Task requirements: Return all the entries below exactly, except for the images they hold.

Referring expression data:
+ + +
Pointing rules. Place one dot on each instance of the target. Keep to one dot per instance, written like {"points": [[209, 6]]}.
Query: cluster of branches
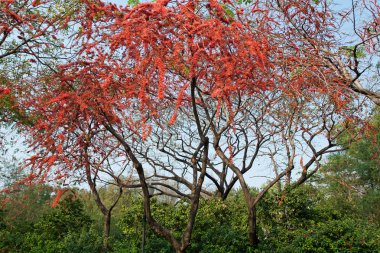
{"points": [[191, 98]]}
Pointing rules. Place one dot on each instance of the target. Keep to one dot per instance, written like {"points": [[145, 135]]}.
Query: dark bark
{"points": [[252, 227]]}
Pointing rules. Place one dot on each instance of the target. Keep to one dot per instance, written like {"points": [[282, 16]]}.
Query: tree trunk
{"points": [[106, 231], [252, 227]]}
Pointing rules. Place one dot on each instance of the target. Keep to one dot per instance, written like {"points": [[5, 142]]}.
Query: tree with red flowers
{"points": [[210, 86]]}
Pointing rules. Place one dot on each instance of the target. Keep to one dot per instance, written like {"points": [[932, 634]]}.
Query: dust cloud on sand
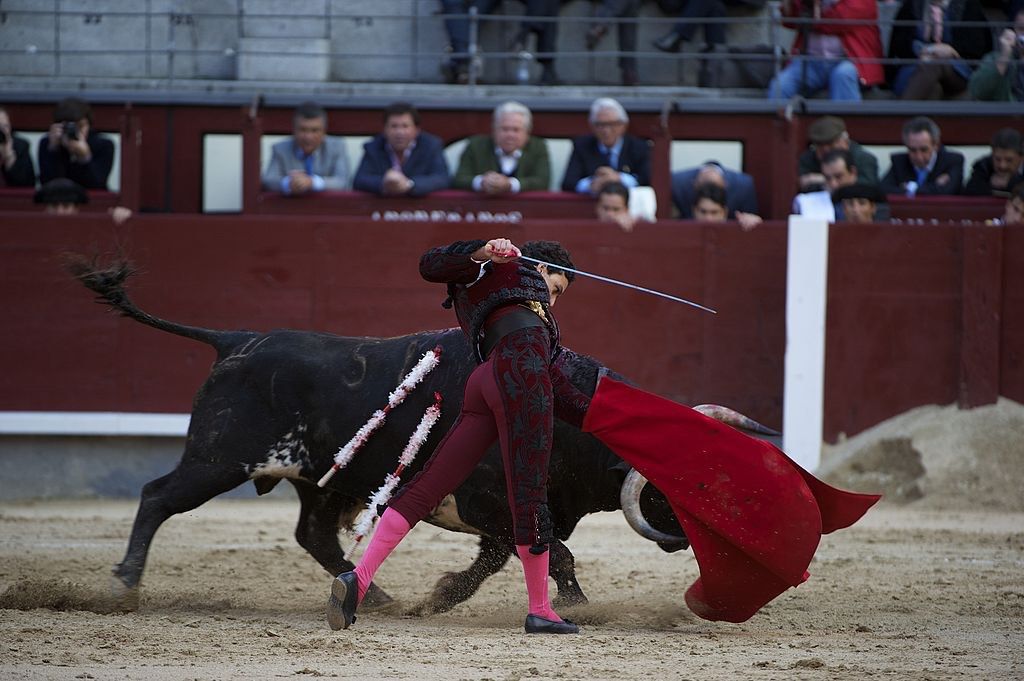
+ + +
Your response:
Pointing rules. Place one dot on each instance of the target. Keep to one dot per instance, written like {"points": [[209, 6]]}.
Query: cluster of branches
{"points": [[191, 98]]}
Pointing rules. Place one dot on each instance of the target. Keep to one dot per instance, written like {"points": [[145, 135]]}.
Query: dark bark
{"points": [[252, 227]]}
Pointing rules. Place one dot on each instance of the target. Keep to one dot per instance, written like {"points": [[282, 16]]}.
Query: tree trunk
{"points": [[106, 231], [252, 227]]}
Pointing rules. Place one dot on each instance of the target. Keep to one dot per instance, written like {"points": [[5, 142]]}.
Query: tree with red flowers
{"points": [[210, 86]]}
Pointing rules. Place one dot on each instance of the target. Keep to one dot per instance, written like {"points": [[932, 634]]}.
Query: dust cloud on sand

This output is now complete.